■ **Set task**: Render the lines from the start of the records through the line containing "[41,650,152,720]" as a JSON list of strings, one string per line, with both ends included and blank lines omitted. Leave the pictures out of your answer.
--- start Information shown ---
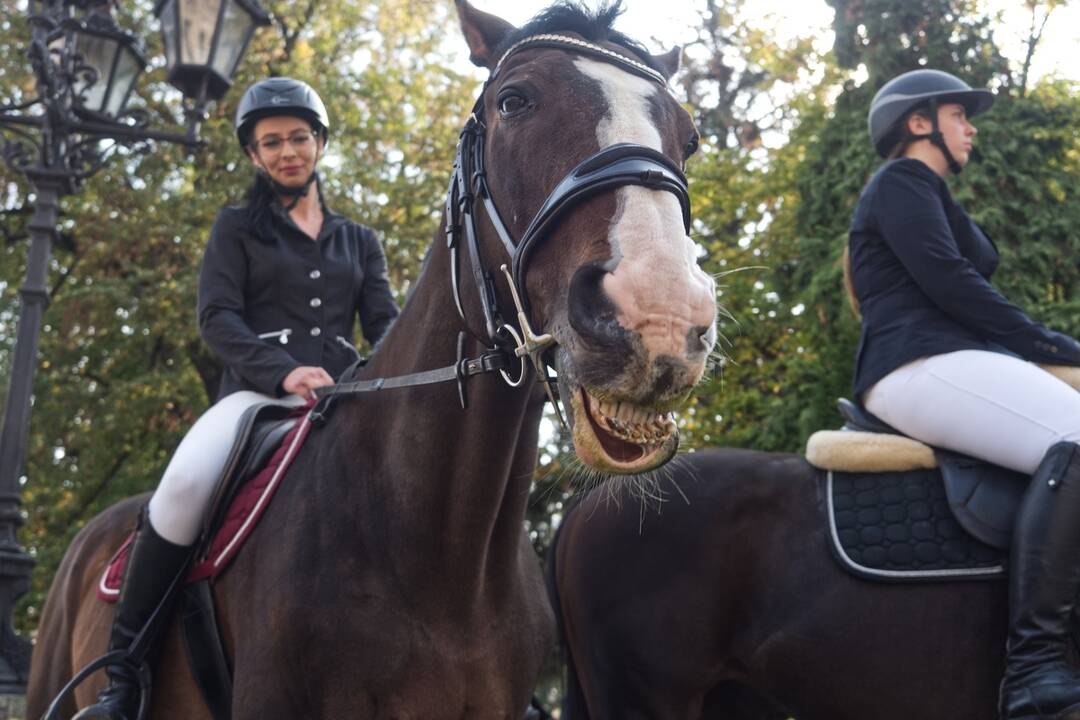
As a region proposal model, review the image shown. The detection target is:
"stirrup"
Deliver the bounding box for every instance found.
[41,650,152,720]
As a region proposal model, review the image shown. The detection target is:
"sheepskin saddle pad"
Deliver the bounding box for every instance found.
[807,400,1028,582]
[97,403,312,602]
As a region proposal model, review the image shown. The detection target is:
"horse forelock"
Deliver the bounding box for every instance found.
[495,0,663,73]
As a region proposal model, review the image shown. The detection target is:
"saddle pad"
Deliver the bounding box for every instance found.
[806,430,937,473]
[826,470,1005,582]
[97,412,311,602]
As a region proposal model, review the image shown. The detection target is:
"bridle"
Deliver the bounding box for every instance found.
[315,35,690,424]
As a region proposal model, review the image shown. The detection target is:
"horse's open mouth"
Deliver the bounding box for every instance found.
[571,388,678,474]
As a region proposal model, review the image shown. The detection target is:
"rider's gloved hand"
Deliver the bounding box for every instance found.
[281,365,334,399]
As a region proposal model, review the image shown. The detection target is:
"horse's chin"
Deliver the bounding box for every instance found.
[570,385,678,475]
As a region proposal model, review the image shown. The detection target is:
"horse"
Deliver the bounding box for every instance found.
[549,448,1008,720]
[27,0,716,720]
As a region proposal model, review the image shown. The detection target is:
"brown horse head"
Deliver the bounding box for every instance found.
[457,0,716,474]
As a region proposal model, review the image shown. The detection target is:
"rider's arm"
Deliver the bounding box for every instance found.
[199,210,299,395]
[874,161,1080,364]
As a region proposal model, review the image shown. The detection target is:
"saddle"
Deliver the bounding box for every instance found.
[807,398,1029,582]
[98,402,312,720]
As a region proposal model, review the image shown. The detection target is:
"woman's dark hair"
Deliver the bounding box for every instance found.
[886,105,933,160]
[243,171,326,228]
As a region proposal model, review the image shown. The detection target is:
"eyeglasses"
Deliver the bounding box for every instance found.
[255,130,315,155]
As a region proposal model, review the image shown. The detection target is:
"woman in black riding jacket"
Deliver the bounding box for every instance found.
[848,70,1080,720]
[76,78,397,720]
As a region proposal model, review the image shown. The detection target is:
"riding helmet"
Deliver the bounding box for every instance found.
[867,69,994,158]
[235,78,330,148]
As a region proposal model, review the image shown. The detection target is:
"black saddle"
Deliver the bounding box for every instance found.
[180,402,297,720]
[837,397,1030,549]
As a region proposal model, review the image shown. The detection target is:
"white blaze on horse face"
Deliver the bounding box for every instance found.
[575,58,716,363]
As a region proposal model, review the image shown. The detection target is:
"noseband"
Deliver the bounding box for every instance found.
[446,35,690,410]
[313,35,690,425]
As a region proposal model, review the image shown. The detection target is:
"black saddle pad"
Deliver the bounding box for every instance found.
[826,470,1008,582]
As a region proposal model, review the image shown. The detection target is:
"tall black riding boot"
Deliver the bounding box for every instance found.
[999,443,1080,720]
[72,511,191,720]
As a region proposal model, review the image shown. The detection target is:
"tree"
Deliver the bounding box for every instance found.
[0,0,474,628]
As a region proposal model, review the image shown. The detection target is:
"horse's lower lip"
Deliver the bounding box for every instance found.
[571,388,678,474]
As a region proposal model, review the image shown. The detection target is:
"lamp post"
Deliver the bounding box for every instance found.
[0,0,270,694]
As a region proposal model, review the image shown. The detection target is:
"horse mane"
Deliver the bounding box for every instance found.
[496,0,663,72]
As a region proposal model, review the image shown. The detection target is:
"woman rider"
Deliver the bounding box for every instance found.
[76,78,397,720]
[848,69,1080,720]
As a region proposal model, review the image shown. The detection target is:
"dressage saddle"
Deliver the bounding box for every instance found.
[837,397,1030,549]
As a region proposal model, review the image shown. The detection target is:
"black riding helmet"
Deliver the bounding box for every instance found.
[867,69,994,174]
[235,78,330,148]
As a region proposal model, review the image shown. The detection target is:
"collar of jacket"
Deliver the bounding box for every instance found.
--- end Information shown ---
■ **Task result**:
[
  "As a region proposal model, review the image shown. The detection target is:",
  "\"stirrup\"",
  "Deliver the bounding box for every instance found.",
  "[41,650,152,720]"
]